*Exercise directions*: Copy the listing below word for word, including every line and number, but leave out the pictures.
--*--
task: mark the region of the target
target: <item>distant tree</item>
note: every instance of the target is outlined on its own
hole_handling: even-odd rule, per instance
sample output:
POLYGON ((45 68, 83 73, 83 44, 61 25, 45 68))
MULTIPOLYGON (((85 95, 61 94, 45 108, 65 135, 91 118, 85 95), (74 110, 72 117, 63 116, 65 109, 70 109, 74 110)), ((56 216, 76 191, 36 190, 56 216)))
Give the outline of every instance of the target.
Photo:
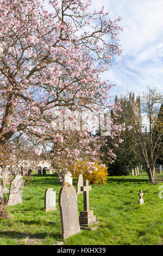
POLYGON ((155 164, 158 159, 162 160, 163 118, 162 108, 160 108, 162 101, 162 93, 148 86, 140 97, 142 121, 133 112, 136 123, 131 134, 151 184, 154 184, 155 164))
--*--
*Response to the task*:
task: mark the region of the target
target: <item>distant tree</item>
note: every instance of the target is outlined on its own
hole_handling: even-odd rule, per instance
sample output:
POLYGON ((45 68, 83 73, 83 44, 61 25, 45 68))
MULTIPOLYGON (((85 95, 61 94, 45 108, 65 135, 91 118, 85 95), (74 110, 72 117, 63 116, 65 109, 70 109, 74 110)), ((56 216, 76 191, 36 190, 56 216)))
Give the outline of every instance of the target.
Photo:
POLYGON ((155 164, 158 159, 162 160, 163 118, 162 108, 160 108, 162 101, 162 93, 148 86, 140 97, 142 121, 133 112, 136 123, 131 134, 151 184, 154 184, 155 164))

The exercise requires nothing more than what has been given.